#### Source passage
Ordered dynamic tables

This section reviews the structure of ordered dynamic tables and describes the operations that can be performed on them.

Data model

Ordered dynamic tables are a table type in YTsaurus that is a simple ordered sequence of rows. Each row of an ordered table consists of columns and is subordinate to the table schema specified in the process of creation. There are no key columns in such tables.

Ordered dynamic tables support adding new rows to the end within a transaction, as well as reading rows by their indexes without transaction isolation.

The closest analog of ordered dynamic tables is Apache Kafka.

As with sorted dynamic tables, the key space of an ordered dynamic table is divided into tablets.

Dividing data into tablets is random. Each tablet contains an ordered sequence of table rows. When the rows are written to the tablet, they get to the end of this sequence. That way, orderliness is only guaranteed within the tablet.

An ordered dynamic table initially consists of one tablet. Multiple tablets can be changed using the reshard_table command. It enables you to change the structure for a set of consecutive tablets. When resharding an ordered dynamic table, you need to specify a new number of tablets for replacing the original ones. Specifying pivot_keys is not required. Existing data is redistributed between the new tablets in an unspecified way.

Supported operations

Creating

To create an ordered dynamic table, run the create table command and specify the schema and dynamic=True setting in the attributes. The schema must match the schema of the ordered table: there must be no key columns among its columns.

yt create table //path/to/table --attributes \
'{dynamic=%true;schema=[{name=first_name;type=string};{name=last_name;type=string}]}'

Writing rows

The insert_rows command is used to write to an ordered dynamic table. By default, data is written to a random mounted tablet. To manage data distribution manually, use a special $tablet_index system column of the int64 type in the rows to be written. The values in this column must be numbers from 0 to N − 1 where N is the number of tablets in the table. The relevant rows will be written strictly to the specified tablet. Rows for which there is no such annotation will be written to a random mounted tablet.
########
#### Provided material
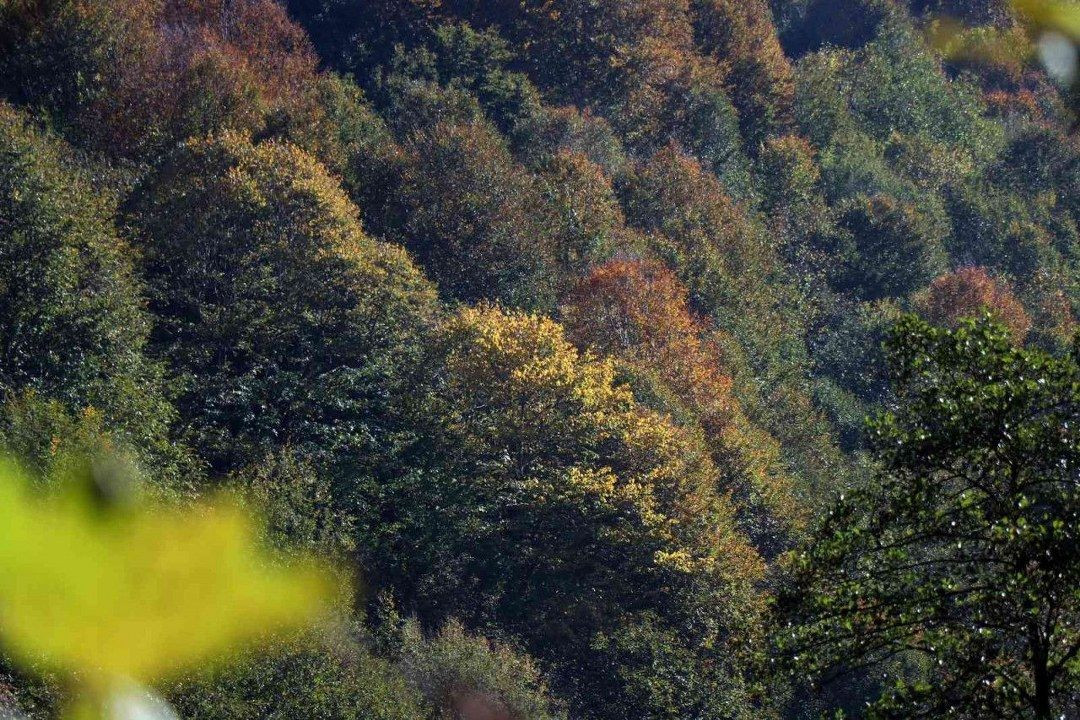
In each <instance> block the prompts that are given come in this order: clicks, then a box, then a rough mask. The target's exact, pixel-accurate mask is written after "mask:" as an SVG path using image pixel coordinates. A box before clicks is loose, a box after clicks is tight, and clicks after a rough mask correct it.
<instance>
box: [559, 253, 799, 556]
mask: <svg viewBox="0 0 1080 720" xmlns="http://www.w3.org/2000/svg"><path fill="white" fill-rule="evenodd" d="M563 312H564V321H565V323H566V326H567V329H568V332H569V335H570V337H571V339H572V340H575V341H576V342H577V343H578V344H579V345H583V347H593V348H596V349H597V350H599V351H602V352H605V353H608V354H612V355H615V356H616V357H618V358H619V359H620V361H621V362H622V363H624V364H625V365H626V366H629V368H630V369H631V371H632V372H633V373H634V375H636V376H637V377H638V378H639V380H640V381H644V382H649V381H651V383H653V384H659V388H653V389H651V390H652V391H653V392H656V391H659V392H660V393H661V395H664V396H666V397H669V398H670V400H669V402H670V403H674V405H669V406H666V407H661V408H660V409H662V410H665V411H669V412H673V413H674V415H675V416H677V417H680V418H683V420H684V421H685V422H691V423H692V424H693V425H697V426H698V427H699V429H700V430H701V431H702V432H703V434H704V435H705V437H706V440H707V443H708V445H710V448H711V450H712V453H713V457H714V459H715V461H716V463H717V465H718V466H719V467H720V468H723V470H724V471H725V473H726V475H727V483H728V484H729V487H728V489H729V490H731V491H733V492H734V493H735V494H737V497H739V498H741V500H742V502H743V503H745V505H746V507H745V508H744V510H746V511H747V512H750V513H751V514H752V515H755V517H753V518H748V521H750V522H752V527H751V528H747V529H748V530H750V531H751V533H752V534H754V535H755V536H757V538H758V539H759V540H764V538H765V536H766V535H768V534H770V533H771V532H773V531H774V530H775V527H774V521H775V520H778V519H779V520H780V521H781V522H782V524H789V522H797V521H798V514H799V513H798V511H797V508H796V505H795V503H794V501H793V498H792V489H791V484H789V479H788V478H787V477H786V476H785V475H784V473H783V471H782V470H781V468H780V461H779V445H778V444H777V440H775V439H774V438H772V437H771V436H769V434H768V433H766V432H765V431H762V430H761V429H759V427H757V426H755V425H754V424H753V423H751V422H750V421H748V420H747V419H746V417H745V415H744V413H743V411H742V408H741V407H740V404H739V400H738V399H737V398H735V396H734V395H733V392H732V379H731V376H730V375H729V373H727V372H726V371H725V370H724V366H723V358H724V352H723V350H721V349H720V347H719V344H718V343H717V342H715V341H714V340H713V335H712V334H711V332H710V331H708V328H707V327H706V325H705V324H704V323H703V322H702V321H701V320H700V318H698V317H696V316H694V315H693V314H692V313H691V311H690V309H689V302H688V297H687V289H686V288H685V287H684V286H683V284H681V283H679V281H678V279H677V277H675V275H674V273H672V272H671V271H670V270H667V269H666V268H665V267H663V266H662V264H660V263H659V262H654V261H648V260H612V261H610V262H607V263H605V264H603V266H600V267H598V268H596V269H595V270H594V271H593V272H592V273H591V274H590V275H589V276H588V277H586V279H584V280H583V281H582V282H581V283H580V284H579V285H578V287H577V288H576V289H575V290H573V291H572V293H571V294H570V296H569V297H568V298H567V302H566V304H565V305H564V308H563ZM762 512H764V513H766V515H768V516H770V517H771V518H772V520H765V522H764V524H762V517H761V516H760V514H761V513H762Z"/></svg>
########
Directions |
A: Decide whether each statement agrees with the passage on ordered dynamic tables, answering yes or no and quoting the deciding words: (i) An ordered dynamic table starts out with a single tablet. (ii) Resharding an ordered dynamic table requires specifying pivot_keys. (iii) Rows written without a $tablet_index value always go to tablet 0.
B: Resume the passage on ordered dynamic tables, picking up after its final sentence.
The data shown is not needed for what comes next.

Per-task outputs |
A:
(i) Yes: "An ordered dynamic table initially consists of one tablet."
(ii) No: "Specifying pivot_keys is not required."
(iii) No: "Rows for which there is no such annotation will be written to a random mounted tablet."

B:
The write within a transaction is transactional: if the transaction succeeds, the rows appear in the relevant tables; if not, they do not. You can handle both sorted and ordered tables in a single transaction.

Reading rows

You can read data from ordered tables using an SQL-like query language and the select_rows command. Each ordered dynamic table appears as a sorted one with system key columns ($tablet_index, $row_index) (both of the int64 type) and all data columns specified in the table schema.

For example, this is what a query that reads a range of rows from a fixed tablet of an ordered table looks like:

* from [//path/to/table] where [$tablet_index] = 10 and [$row_index] between 100 and 200

Changing a table schema and type

You can change the schema of an existing dynamic table using the alter-table command. For the command to be successful, the table must be unmounted and the new schema must be compatible with the old one. There are no changes to the data written to the disk, because the old data is suitable for the new schema.

Use alter-table to convert an ordered dynamic table into a static table and vice versa. For more information, see MapReduce for dynamic tables.

Trim

Attention!

Using reshard together with trim is prohibited because this can lead to unpredictable results.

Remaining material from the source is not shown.